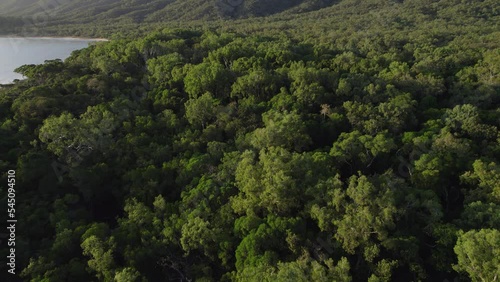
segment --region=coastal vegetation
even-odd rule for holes
[[[499,279],[496,1],[129,2],[0,88],[17,279]]]

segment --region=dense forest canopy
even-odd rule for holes
[[[15,277],[500,279],[499,6],[290,1],[183,28],[44,26],[113,40],[0,88]]]

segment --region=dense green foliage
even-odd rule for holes
[[[498,4],[335,7],[18,68],[21,279],[499,279]]]

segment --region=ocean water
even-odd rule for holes
[[[45,60],[64,60],[71,52],[85,48],[93,39],[1,37],[0,84],[22,79],[14,69],[27,64],[42,64]]]

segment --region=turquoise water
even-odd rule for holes
[[[0,38],[0,84],[22,79],[14,69],[45,60],[64,60],[74,50],[85,48],[95,40],[78,38]]]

.....

§ **WHAT TO PRODUCE**
How many lines in the entries hold the word "segment"? Only the number is wanted.

§ **OUTPUT OF THE TASK**
5